◆ STATED EXERCISE A: In the rows, begin at the first line and stop after the line that has "example of the". Give those lines again with "rings" switched to "loops" and everything else unchanged.

BRAND LOYALTY VERSUS PERCEIVED VALUE LOYALTY
Consumers are more loyal to ‘perceived value’ than to ‘brands’. If a brand consistently delivers ‘perceived value’ over a period of years, it may attain brand loyalty. But this cannot happen before Perceived Value Loyalty. Perceived Value Loyalty is, therefore, more important index in today’s context. There are six reasons why consumers make decisions in the branded sector based on ‘perceived value’ and not just price. In fact ‘perceived value’ wars work in brands because they are fought for the mind and heart of consumers. Price wars do not work in the branded sector because they are fought mainly in the short-term trade and pocket level.‘Perceived value points’ are more important than price points.

The six elements which I am putting forth strongly bring out the fact, that in the long run, price wars don’t work in the branded sector.
1. Many companies do what their competitors do in a blind, herd-instinct manner. My strong recommendation is that marketers must focus on the consumer and not on the competition. Comparing and contrasting with competition, and even following the price cut road to a bottomless pit, is suicidal. Every company must focus on its consumer segments and customise its offerings.

◆ STATED EXERCISE B: Proceed with the passage on brand loyalty and perceived value, picking up after its last sentence.

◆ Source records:
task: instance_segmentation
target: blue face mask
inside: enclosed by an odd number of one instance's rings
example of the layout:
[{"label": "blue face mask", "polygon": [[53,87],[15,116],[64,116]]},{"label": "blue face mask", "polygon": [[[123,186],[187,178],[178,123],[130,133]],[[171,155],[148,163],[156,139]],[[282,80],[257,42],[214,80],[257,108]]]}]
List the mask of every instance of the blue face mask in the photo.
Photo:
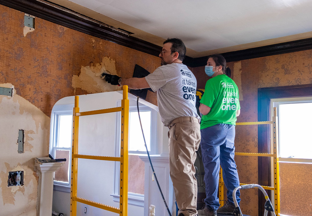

◆ TASK ANSWER A:
task: instance_segmentation
target: blue face mask
inside: enclosed by an odd number of one instance's loops
example of the layout:

◆ TASK ANSWER B:
2. Unwarranted and adhoc promotions, that are actually disguised price cuts reduce the equity and the image of the brand, making the consumer focus on the ‘deal’ rather than the branded product.
3. There is difference between brands and commodities. Faceless and nameless commodities, have only one recourse – Price. Branded products, on the other hand, satisfy various needs of the consumer and non-price factors can be very important.
4. The pressure of quarterly results has stopped companies from quarter to quarter. It is important to understand that first you must have market share in your chosen segment; only then can you have a good share market. It is important first to look at the consumers and their needs and thereafter all other stakeholders.
5. A price reduction sometimes gives a wrong signal to the consumer making one feel that it is a liquidation exercise, a desperate move, tampering with quality or earlier excess profiteering.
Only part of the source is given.